PROBLEM DETAILS: Rewrite the listing below with every "instance" changed to "occurrence" and all other text kept unchanged. Leave the pictures out of your answer.

LISTING:

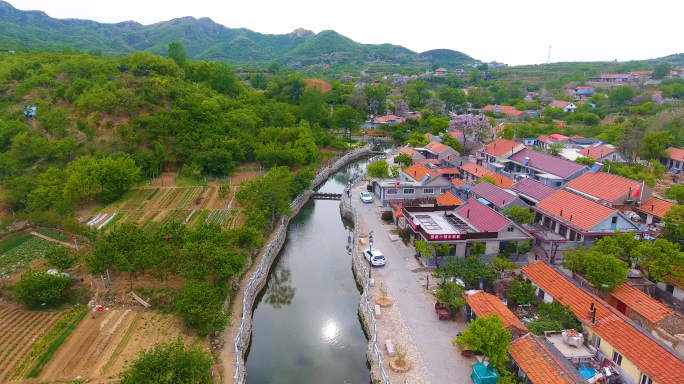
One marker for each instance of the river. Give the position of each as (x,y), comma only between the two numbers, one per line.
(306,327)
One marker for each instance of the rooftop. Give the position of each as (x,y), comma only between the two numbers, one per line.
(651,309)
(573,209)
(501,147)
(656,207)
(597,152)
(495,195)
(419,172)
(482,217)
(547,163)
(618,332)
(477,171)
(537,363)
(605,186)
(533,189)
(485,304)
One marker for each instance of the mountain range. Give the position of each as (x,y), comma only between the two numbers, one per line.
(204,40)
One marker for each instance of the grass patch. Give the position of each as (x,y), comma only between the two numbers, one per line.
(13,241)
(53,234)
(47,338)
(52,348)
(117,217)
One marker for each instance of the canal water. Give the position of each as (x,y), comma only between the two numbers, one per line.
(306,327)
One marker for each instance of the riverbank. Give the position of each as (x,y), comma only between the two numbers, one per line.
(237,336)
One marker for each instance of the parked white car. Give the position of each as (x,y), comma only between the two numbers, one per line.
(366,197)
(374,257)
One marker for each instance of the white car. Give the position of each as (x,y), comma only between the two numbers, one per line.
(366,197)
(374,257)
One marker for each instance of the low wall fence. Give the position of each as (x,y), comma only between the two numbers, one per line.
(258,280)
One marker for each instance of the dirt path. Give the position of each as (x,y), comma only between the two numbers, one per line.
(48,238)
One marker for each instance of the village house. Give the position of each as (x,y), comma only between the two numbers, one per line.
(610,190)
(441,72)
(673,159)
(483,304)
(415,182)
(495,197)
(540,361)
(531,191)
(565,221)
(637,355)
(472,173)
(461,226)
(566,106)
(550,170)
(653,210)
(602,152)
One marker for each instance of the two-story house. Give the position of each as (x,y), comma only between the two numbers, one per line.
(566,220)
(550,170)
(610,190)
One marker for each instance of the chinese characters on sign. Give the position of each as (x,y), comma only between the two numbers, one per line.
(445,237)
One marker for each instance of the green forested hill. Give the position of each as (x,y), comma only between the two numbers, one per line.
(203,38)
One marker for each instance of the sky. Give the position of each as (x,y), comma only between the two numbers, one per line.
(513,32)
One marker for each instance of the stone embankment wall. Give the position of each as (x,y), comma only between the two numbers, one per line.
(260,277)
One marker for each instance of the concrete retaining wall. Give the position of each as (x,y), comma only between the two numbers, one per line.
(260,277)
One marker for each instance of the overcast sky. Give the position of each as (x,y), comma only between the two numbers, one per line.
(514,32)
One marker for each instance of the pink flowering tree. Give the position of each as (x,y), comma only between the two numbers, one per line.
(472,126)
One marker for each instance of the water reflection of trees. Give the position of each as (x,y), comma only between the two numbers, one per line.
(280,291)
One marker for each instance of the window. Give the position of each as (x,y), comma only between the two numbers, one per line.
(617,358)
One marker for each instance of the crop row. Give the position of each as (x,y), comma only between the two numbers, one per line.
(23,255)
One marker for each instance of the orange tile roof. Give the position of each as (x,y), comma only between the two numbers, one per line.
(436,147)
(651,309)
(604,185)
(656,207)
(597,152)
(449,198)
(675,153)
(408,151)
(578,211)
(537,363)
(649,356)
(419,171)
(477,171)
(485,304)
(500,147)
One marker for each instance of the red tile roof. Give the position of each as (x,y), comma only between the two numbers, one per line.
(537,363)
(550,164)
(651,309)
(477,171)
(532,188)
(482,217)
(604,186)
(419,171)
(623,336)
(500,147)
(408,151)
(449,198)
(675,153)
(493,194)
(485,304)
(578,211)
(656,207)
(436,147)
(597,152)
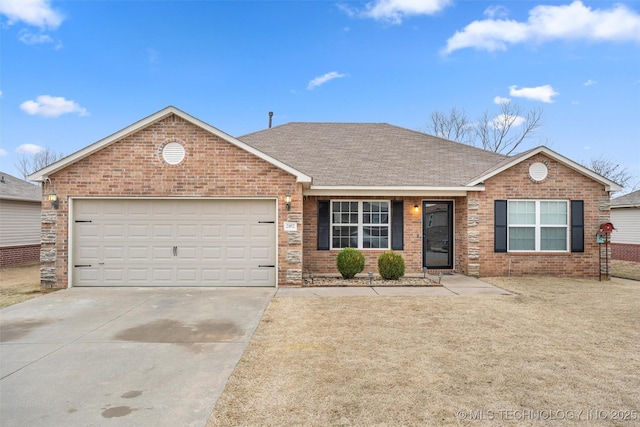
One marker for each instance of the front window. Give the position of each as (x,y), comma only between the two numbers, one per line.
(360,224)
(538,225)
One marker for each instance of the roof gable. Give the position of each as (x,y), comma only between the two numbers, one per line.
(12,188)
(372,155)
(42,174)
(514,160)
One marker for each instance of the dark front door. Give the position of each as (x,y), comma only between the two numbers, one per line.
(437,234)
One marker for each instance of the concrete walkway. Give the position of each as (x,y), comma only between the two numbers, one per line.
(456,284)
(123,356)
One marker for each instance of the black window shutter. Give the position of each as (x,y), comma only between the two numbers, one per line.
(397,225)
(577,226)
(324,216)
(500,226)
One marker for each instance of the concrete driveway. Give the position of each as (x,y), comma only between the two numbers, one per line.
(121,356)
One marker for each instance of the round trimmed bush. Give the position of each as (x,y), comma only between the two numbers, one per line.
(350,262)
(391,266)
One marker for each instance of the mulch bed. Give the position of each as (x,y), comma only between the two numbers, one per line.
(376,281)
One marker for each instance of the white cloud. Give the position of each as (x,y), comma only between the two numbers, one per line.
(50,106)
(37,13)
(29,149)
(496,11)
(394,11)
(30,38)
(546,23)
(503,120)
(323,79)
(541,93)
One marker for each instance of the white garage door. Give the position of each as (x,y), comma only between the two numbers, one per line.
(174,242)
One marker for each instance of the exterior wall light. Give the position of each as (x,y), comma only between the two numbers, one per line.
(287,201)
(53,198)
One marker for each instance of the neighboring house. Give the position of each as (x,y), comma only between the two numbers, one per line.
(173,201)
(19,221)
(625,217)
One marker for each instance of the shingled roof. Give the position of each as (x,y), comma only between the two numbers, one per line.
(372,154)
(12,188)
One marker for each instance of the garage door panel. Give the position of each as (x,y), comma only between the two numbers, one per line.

CORRECT RESULT:
One marker for each occurrence of the river. Give the position of each as (x,y), comma only between the two numbers, one per line.
(306,327)
One marker for each occurrence of the rooftop. Give the position of each as (x,y), comma only between the two numbers, one per line.
(651,309)
(573,209)
(501,147)
(656,207)
(597,152)
(495,195)
(419,172)
(482,217)
(547,163)
(618,332)
(477,171)
(537,363)
(605,186)
(533,189)
(485,304)
One marker for each occurrence of the mountain range. Give the position of each as (x,y), comma only between the two numbers, one per line.
(204,40)
One marker for each occurrence of the grass patch. Give the position of each as (x,y), comma only between the two numbers, one per line.
(13,241)
(53,234)
(47,338)
(52,348)
(117,217)
One marker for each occurrence of the canal water. Give the position of each as (x,y), comma only between the two numbers, one per line.
(306,327)
One marker for each occurrence of the riverbank. Give the position of each as (x,y), comma only between the two numbers, one per line.
(237,336)
One marker for each occurrence of the parked white car. Give the position of each as (x,y), comma only between the two numbers, one per line.
(366,197)
(374,257)
One marker for each occurrence of the white car. Give the position of each as (x,y), comma only between the two numbers, one per line.
(366,197)
(374,257)
One marker for each occurrence of the low wall fence. Give the position of each as (x,y), comma only between the two numbers, one per line.
(258,280)
One marker for each occurrence of the dirt path. Give the position of each as (x,y), comma only between the two numbers, one per line.
(48,238)
One marker for each occurrence of the village house. Give the position of each as (x,y), comma only between the two numbers, one per line.
(610,190)
(441,72)
(673,159)
(483,304)
(415,182)
(495,197)
(540,361)
(531,191)
(565,221)
(637,355)
(472,173)
(461,226)
(566,106)
(550,170)
(653,210)
(602,152)
One marker for each occurrence of the two-story house. Give the position of each as (x,y), comma only between the two numbers, one per line.
(566,220)
(550,170)
(610,190)
One marker for each occurrence of the chinese characters on sign. Give the position of each as (x,y), comma only between the two numbers, one per line.
(445,237)
One marker for each occurrence of the green forested hill. Give the position of each as (x,y), comma only between the two numbers, one per line.
(203,38)
One marker for each occurrence of the sky. Give the position of each as (x,y), comma only between the two numbers, one per line.
(513,32)
One marker for each occurrence of the stone embankment wall. Give the position of each as (x,y), comma only between the two numbers, one per line.
(260,277)
One marker for each occurrence of the concrete retaining wall. Give the position of each as (x,y), comma only between the two numbers, one per line.
(260,277)
One marker for each occurrence of the overcast sky. Give the position of each as (x,y), comma only between the two numbers, one per line.
(514,32)
One marker for each occurrence of the pink flowering tree. Give the position of each as (x,y), comma only between the two numbers, one per line.
(472,126)
One marker for each occurrence of the water reflection of trees. Give the position of each as (x,y), comma only between the two numbers, one per line.
(280,291)
One marker for each occurrence of the window. Give the position of each as (x,y), comma only between the two numbers, one per line.
(617,358)
One marker for each occurrence of the crop row. Give the position of each as (x,y), comma only between the two numbers, one per line.
(23,255)
One marker for each occurrence of the orange tile roof. Give the position of each as (x,y), comma only between the two numbers, one per line.
(436,147)
(651,309)
(604,185)
(656,207)
(597,152)
(449,198)
(675,153)
(408,151)
(578,211)
(537,363)
(649,356)
(419,171)
(477,171)
(485,304)
(500,147)
One marker for each occurrence of the red tile roof. Give the position of each as (x,y), comma only between the two numbers, one per line.
(537,363)
(550,164)
(651,309)
(477,171)
(532,188)
(482,217)
(604,186)
(419,171)
(623,336)
(500,147)
(408,151)
(449,198)
(675,153)
(493,194)
(485,304)
(578,211)
(656,207)
(436,147)
(597,152)
One marker for each occurrence of the front window. Give the position of each as (x,y), comma only between the two numbers, one per line.
(360,224)
(538,225)
One marker for each occurrence of the roof gable. Give the position of each as (x,y), comma only between the two numbers, one per line.
(12,188)
(372,155)
(42,174)
(514,160)
One marker for each occurrence of the dark front door. Give the position of each as (x,y), comma only between the two numbers, one per line.
(437,234)
One marker for each occurrence of the concrete walkway. Give the position of each as (x,y), comma only between the two numbers, one per line.
(456,284)
(123,356)
One marker for each occurrence of the black window shutter. Give the position of each as (x,y), comma only between the two numbers, one per line.
(397,225)
(577,226)
(324,216)
(500,226)
One marker for each occurrence of the concrete driveway. Give the position of each as (x,y), comma only between the two numbers, one per line.
(121,356)
One marker for each occurrence of the round trimmed bush. Give the position of each as (x,y), comma only between the two numbers, one per line.
(350,262)
(391,266)
One marker for each occurrence of the mulch bed. Give the position of each as (x,y), comma only between the two numbers, one per line.
(376,281)
One marker for each occurrence of the white cloud. Give the position of each as (x,y), comma only between the two numbers, one per line.
(50,106)
(37,13)
(29,149)
(496,11)
(394,11)
(30,38)
(546,23)
(503,120)
(323,79)
(541,93)
One marker for each occurrence of the white garage door. Give the position of each as (x,y), comma only between the two numbers, one per line.
(174,242)
One marker for each occurrence of the exterior wall light. Give the position of each as (x,y), comma only between the two numbers, one per line.
(287,201)
(53,198)
One marker for each occurrence of the neighboring house. Give the position of each as (x,y), comma only between the two numbers, one per line.
(173,201)
(19,221)
(625,217)
One marker for each occurrence of the shingled roof. Give the position of each as (x,y), comma only between the two numbers, one per line.
(372,154)
(12,188)
One marker for each occurrence of the garage door panel. Give the position of each as (x,y), comma only between the two numbers, one per line.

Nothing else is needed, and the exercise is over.